**FRAGMENTO PROPUESTO:**
____

En 1974, cuando estrenaron Emmanuelle, yo tenía 17 años. Había pasado mi infancia en el universo de las películas épicas y musicales que escanciaba en teatros como el Mogador, el México, el Olympia, El Cid, el Ópera o alguno de los Metro que por quedar en la ronda del barrio Santa Fe eran tan parte de la vida cotidiana como la Iglesia de las Angustias y el Crem Helado. Mi cuerpo había comenzado a cambiar en la dura tarea de crecer, y un personaje que no había visto ni en las láminas de anatomía del colegio adquiría autonomía en el medio campo de mi fisonomía.

____

**FILAS DE DATOS:**
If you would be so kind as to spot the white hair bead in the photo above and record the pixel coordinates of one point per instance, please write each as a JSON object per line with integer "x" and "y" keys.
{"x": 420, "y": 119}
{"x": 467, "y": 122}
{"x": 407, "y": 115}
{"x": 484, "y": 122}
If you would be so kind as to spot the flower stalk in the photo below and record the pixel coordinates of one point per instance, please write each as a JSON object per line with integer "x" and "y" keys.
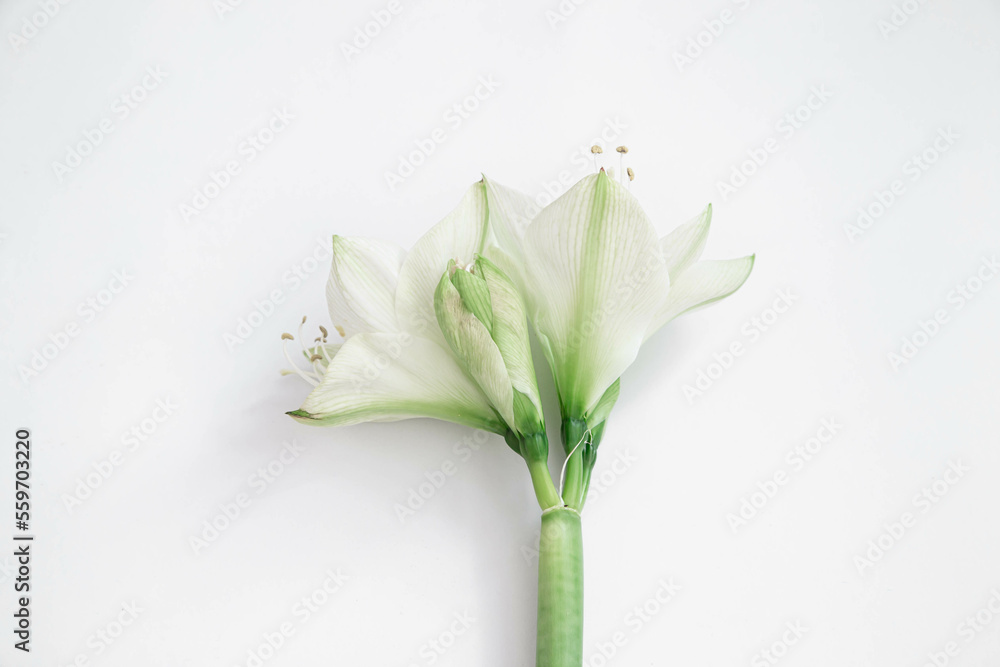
{"x": 560, "y": 590}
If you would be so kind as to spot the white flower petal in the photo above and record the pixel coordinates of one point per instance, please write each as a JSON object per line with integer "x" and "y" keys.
{"x": 463, "y": 233}
{"x": 683, "y": 246}
{"x": 362, "y": 285}
{"x": 701, "y": 284}
{"x": 471, "y": 342}
{"x": 597, "y": 279}
{"x": 388, "y": 377}
{"x": 510, "y": 213}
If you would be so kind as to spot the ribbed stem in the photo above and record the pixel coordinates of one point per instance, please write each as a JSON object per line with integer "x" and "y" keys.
{"x": 560, "y": 590}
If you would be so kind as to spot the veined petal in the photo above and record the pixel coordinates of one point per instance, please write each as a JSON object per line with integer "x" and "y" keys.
{"x": 683, "y": 246}
{"x": 597, "y": 279}
{"x": 459, "y": 236}
{"x": 362, "y": 285}
{"x": 388, "y": 377}
{"x": 511, "y": 212}
{"x": 701, "y": 284}
{"x": 471, "y": 342}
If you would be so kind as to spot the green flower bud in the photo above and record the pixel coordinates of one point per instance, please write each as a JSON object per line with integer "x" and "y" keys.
{"x": 483, "y": 319}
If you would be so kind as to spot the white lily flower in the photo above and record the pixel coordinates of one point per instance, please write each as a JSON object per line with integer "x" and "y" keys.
{"x": 599, "y": 282}
{"x": 395, "y": 363}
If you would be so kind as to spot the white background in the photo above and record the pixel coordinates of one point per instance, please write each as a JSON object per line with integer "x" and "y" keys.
{"x": 562, "y": 77}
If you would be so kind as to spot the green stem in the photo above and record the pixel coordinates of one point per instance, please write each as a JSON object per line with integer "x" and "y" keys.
{"x": 560, "y": 590}
{"x": 545, "y": 489}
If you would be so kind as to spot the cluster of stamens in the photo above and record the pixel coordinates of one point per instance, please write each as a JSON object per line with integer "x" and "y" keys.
{"x": 596, "y": 150}
{"x": 318, "y": 357}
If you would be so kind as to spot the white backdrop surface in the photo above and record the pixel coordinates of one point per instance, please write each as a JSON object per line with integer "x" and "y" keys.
{"x": 170, "y": 176}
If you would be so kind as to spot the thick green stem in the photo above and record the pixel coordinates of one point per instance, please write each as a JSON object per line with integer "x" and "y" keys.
{"x": 560, "y": 590}
{"x": 545, "y": 489}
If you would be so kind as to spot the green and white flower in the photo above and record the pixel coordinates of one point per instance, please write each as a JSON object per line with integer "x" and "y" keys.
{"x": 598, "y": 283}
{"x": 394, "y": 362}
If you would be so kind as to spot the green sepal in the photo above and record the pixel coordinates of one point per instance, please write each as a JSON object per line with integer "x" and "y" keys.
{"x": 475, "y": 294}
{"x": 527, "y": 418}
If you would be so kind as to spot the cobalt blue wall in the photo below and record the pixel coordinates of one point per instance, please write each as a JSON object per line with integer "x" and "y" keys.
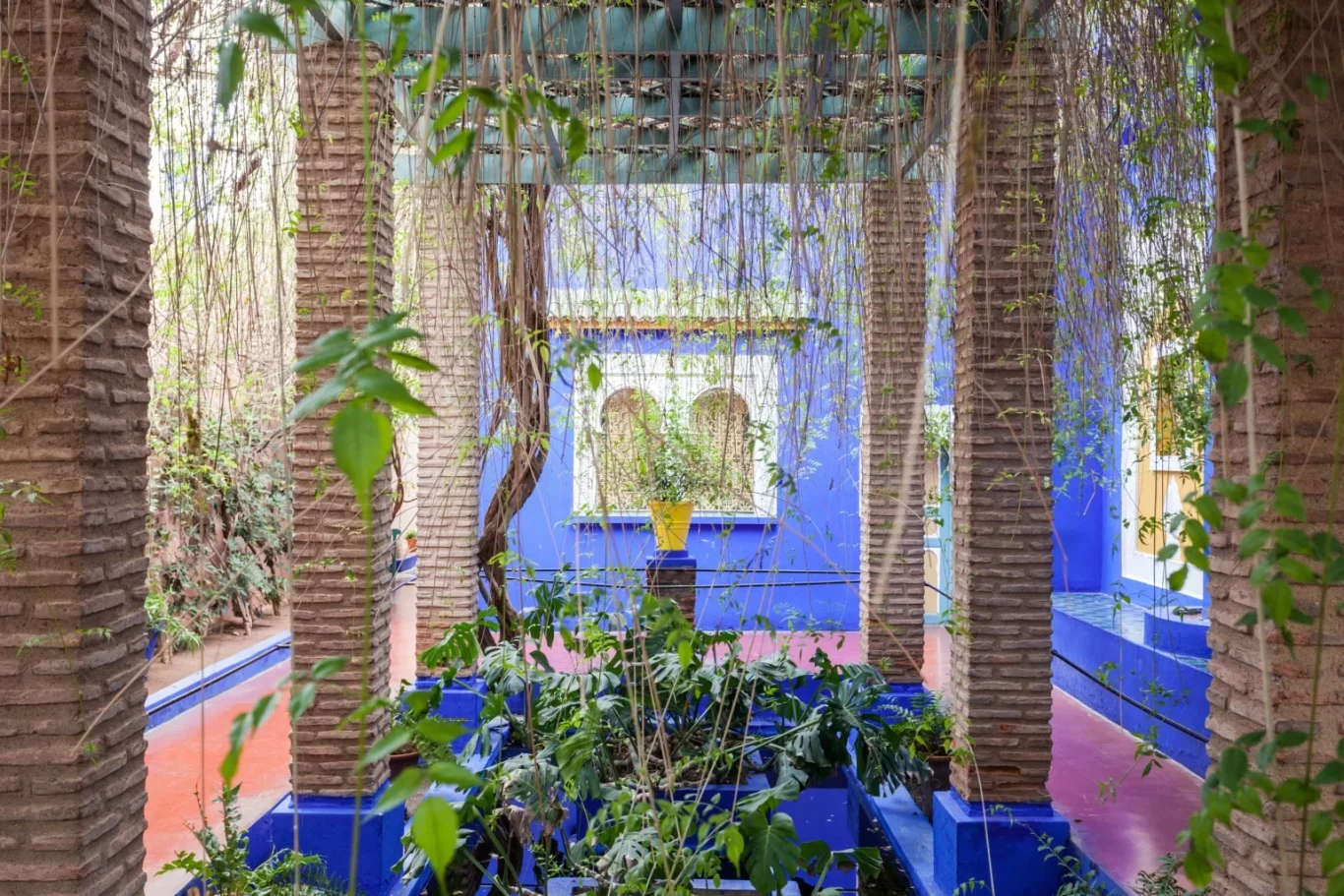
{"x": 796, "y": 569}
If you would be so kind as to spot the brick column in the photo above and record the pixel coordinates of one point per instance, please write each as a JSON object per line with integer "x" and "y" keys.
{"x": 895, "y": 222}
{"x": 333, "y": 263}
{"x": 448, "y": 500}
{"x": 672, "y": 577}
{"x": 1002, "y": 444}
{"x": 1295, "y": 201}
{"x": 72, "y": 605}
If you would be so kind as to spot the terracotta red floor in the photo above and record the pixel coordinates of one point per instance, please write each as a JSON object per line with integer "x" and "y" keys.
{"x": 1126, "y": 832}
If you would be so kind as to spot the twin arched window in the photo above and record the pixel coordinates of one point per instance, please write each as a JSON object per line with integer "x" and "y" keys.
{"x": 719, "y": 419}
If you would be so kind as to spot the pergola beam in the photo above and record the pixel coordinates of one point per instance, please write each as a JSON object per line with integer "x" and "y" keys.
{"x": 686, "y": 167}
{"x": 652, "y": 30}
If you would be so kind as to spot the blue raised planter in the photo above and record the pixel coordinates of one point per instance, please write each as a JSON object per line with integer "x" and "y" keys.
{"x": 1176, "y": 632}
{"x": 579, "y": 885}
{"x": 1163, "y": 684}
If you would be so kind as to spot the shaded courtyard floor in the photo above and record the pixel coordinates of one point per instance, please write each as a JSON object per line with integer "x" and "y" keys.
{"x": 1124, "y": 819}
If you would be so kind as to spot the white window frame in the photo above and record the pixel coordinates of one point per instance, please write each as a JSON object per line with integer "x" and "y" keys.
{"x": 675, "y": 381}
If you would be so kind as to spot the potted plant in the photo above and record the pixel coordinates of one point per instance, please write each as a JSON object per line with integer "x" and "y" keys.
{"x": 675, "y": 472}
{"x": 926, "y": 731}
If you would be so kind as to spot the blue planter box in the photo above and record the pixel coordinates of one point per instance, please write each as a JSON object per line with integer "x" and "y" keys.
{"x": 579, "y": 885}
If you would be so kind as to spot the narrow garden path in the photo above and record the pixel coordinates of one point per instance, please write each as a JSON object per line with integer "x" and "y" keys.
{"x": 1123, "y": 818}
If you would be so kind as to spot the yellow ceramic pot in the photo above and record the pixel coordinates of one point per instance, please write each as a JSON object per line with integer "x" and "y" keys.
{"x": 671, "y": 522}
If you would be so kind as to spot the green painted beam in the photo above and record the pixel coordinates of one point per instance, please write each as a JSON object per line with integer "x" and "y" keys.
{"x": 648, "y": 31}
{"x": 625, "y": 139}
{"x": 580, "y": 70}
{"x": 687, "y": 167}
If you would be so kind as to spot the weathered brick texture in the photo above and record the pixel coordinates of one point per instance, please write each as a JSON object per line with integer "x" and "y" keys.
{"x": 333, "y": 616}
{"x": 895, "y": 223}
{"x": 675, "y": 583}
{"x": 1297, "y": 208}
{"x": 72, "y": 610}
{"x": 448, "y": 512}
{"x": 1002, "y": 444}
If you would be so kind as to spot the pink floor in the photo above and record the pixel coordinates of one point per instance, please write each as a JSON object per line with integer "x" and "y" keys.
{"x": 1126, "y": 821}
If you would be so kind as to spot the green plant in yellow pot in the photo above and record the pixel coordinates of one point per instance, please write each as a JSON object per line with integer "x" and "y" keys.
{"x": 675, "y": 472}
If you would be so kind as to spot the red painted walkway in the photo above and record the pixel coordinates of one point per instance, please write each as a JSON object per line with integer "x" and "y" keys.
{"x": 1126, "y": 830}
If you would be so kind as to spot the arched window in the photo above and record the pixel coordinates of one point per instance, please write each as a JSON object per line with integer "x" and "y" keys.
{"x": 722, "y": 422}
{"x": 631, "y": 425}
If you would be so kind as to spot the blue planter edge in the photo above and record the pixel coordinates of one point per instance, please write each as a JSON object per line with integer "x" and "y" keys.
{"x": 214, "y": 680}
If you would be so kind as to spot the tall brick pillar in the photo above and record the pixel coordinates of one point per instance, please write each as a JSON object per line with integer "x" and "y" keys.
{"x": 1002, "y": 443}
{"x": 333, "y": 616}
{"x": 448, "y": 499}
{"x": 895, "y": 222}
{"x": 1296, "y": 205}
{"x": 72, "y": 605}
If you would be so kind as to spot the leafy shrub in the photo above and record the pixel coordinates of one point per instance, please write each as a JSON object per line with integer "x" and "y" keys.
{"x": 223, "y": 868}
{"x": 219, "y": 524}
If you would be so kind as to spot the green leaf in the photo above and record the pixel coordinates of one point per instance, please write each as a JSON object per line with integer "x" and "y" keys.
{"x": 388, "y": 388}
{"x": 318, "y": 399}
{"x": 230, "y": 73}
{"x": 1251, "y": 739}
{"x": 402, "y": 788}
{"x": 360, "y": 443}
{"x": 1195, "y": 533}
{"x": 1332, "y": 856}
{"x": 261, "y": 712}
{"x": 1212, "y": 345}
{"x": 771, "y": 851}
{"x": 434, "y": 830}
{"x": 1288, "y": 502}
{"x": 733, "y": 844}
{"x": 1197, "y": 868}
{"x": 1233, "y": 382}
{"x": 1251, "y": 514}
{"x": 386, "y": 746}
{"x": 1292, "y": 320}
{"x": 413, "y": 362}
{"x": 441, "y": 731}
{"x": 452, "y": 774}
{"x": 264, "y": 25}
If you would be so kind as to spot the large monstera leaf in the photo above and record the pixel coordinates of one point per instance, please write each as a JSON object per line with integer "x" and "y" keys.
{"x": 771, "y": 852}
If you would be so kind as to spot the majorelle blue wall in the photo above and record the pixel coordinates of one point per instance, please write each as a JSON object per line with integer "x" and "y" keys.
{"x": 792, "y": 571}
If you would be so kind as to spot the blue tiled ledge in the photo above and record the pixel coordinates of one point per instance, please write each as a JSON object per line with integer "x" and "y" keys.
{"x": 216, "y": 679}
{"x": 1098, "y": 639}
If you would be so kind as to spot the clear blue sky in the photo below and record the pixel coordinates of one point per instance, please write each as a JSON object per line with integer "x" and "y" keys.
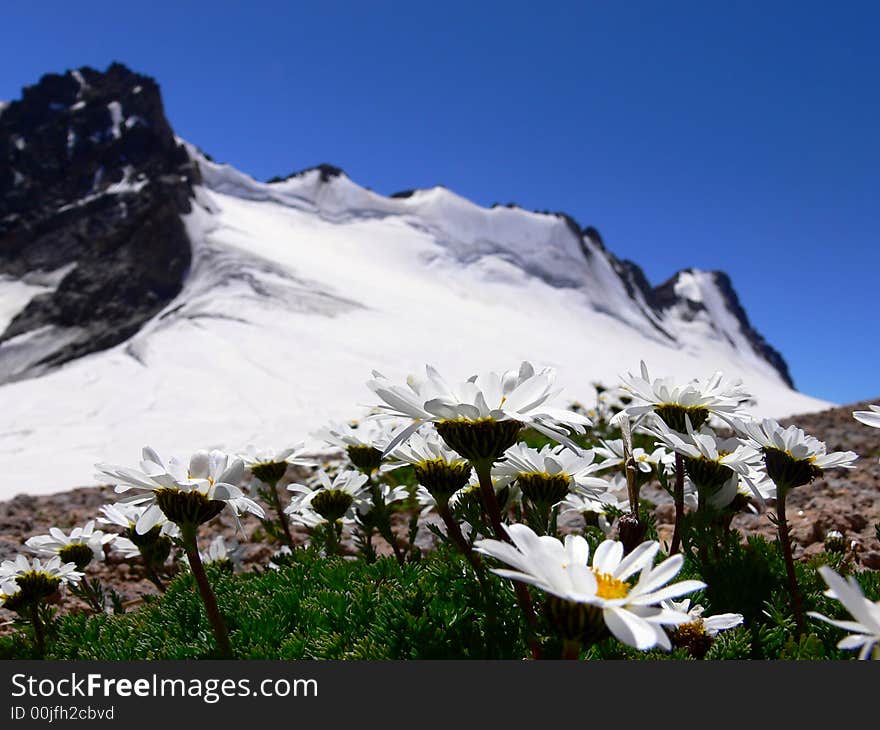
{"x": 738, "y": 136}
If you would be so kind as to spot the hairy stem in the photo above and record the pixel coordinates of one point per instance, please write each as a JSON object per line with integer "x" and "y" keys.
{"x": 221, "y": 635}
{"x": 39, "y": 632}
{"x": 678, "y": 496}
{"x": 154, "y": 578}
{"x": 490, "y": 504}
{"x": 785, "y": 543}
{"x": 275, "y": 499}
{"x": 571, "y": 649}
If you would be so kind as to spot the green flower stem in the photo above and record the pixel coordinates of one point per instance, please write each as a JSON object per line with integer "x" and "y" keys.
{"x": 190, "y": 545}
{"x": 333, "y": 538}
{"x": 785, "y": 543}
{"x": 456, "y": 535}
{"x": 490, "y": 504}
{"x": 279, "y": 510}
{"x": 39, "y": 632}
{"x": 678, "y": 496}
{"x": 571, "y": 649}
{"x": 383, "y": 524}
{"x": 490, "y": 501}
{"x": 153, "y": 577}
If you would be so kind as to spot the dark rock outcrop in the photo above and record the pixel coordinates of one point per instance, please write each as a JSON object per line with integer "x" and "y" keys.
{"x": 666, "y": 297}
{"x": 92, "y": 178}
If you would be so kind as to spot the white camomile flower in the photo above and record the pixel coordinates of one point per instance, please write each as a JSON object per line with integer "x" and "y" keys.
{"x": 711, "y": 625}
{"x": 336, "y": 500}
{"x": 594, "y": 510}
{"x": 221, "y": 551}
{"x": 713, "y": 465}
{"x": 621, "y": 593}
{"x": 35, "y": 579}
{"x": 792, "y": 458}
{"x": 610, "y": 451}
{"x": 185, "y": 494}
{"x": 386, "y": 495}
{"x": 870, "y": 417}
{"x": 363, "y": 441}
{"x": 481, "y": 417}
{"x": 865, "y": 628}
{"x": 547, "y": 475}
{"x": 438, "y": 469}
{"x": 269, "y": 465}
{"x": 698, "y": 634}
{"x": 81, "y": 546}
{"x": 672, "y": 401}
{"x": 126, "y": 516}
{"x": 8, "y": 589}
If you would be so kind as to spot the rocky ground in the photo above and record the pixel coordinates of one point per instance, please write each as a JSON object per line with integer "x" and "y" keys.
{"x": 844, "y": 500}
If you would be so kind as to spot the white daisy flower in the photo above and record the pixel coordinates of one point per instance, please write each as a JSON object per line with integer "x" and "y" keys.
{"x": 629, "y": 606}
{"x": 364, "y": 442}
{"x": 869, "y": 418}
{"x": 81, "y": 546}
{"x": 672, "y": 402}
{"x": 438, "y": 469}
{"x": 185, "y": 494}
{"x": 329, "y": 501}
{"x": 469, "y": 414}
{"x": 126, "y": 516}
{"x": 711, "y": 625}
{"x": 865, "y": 627}
{"x": 23, "y": 572}
{"x": 8, "y": 589}
{"x": 593, "y": 509}
{"x": 551, "y": 464}
{"x": 611, "y": 453}
{"x": 268, "y": 464}
{"x": 792, "y": 457}
{"x": 698, "y": 634}
{"x": 219, "y": 551}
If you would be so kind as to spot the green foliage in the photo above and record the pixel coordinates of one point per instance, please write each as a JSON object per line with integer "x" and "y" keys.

____

**EJERCICIO BREVE A:** Según el fragmento, ¿cuántos años tenía quien narra cuando se estrenó Emmanuelle?
**EJERCICIO BREVE B:** Indica si cada una de estas afirmaciones concuerda con el fragmento y cita las palabras que lo deciden: (i) Emmanuelle se estrenó en 1974. (ii) Los teatros Metro quedaban en la ronda del barrio Santa Fe. (iii) Quien narra pasó su infancia viendo sobre todo películas de terror.
**EJERCICIO BREVE C:** Transcribe del fragmento el tramo que va desde "En 1974, cuando" hasta "de mi fisonomía.".

**SOLUCIÓN ESCRITA A:** Tenía 17 años.

**SOLUCIÓN ESCRITA B:**
(i) Sí: "En 1974, cuando estrenaron Emmanuelle".
(ii) Sí: "alguno de los Metro que por quedar en la ronda del barrio Santa Fe".
(iii) No: "Había pasado mi infancia en el universo de las películas épicas y musicales".

**SOLUCIÓN ESCRITA C:**
En 1974, cuando estrenaron Emmanuelle, yo tenía 17 años. Había pasado mi infancia en el universo de las películas épicas y musicales que escanciaba en teatros como el Mogador, el México, el Olympia, El Cid, el Ópera o alguno de los Metro que por quedar en la ronda del barrio Santa Fe eran tan parte de la vida cotidiana como la Iglesia de las Angustias y el Crem Helado. Mi cuerpo había comenzado a cambiar en la dura tarea de crecer, y un personaje que no había visto ni en las láminas de anatomía del colegio adquiría autonomía en el medio campo de mi fisonomía.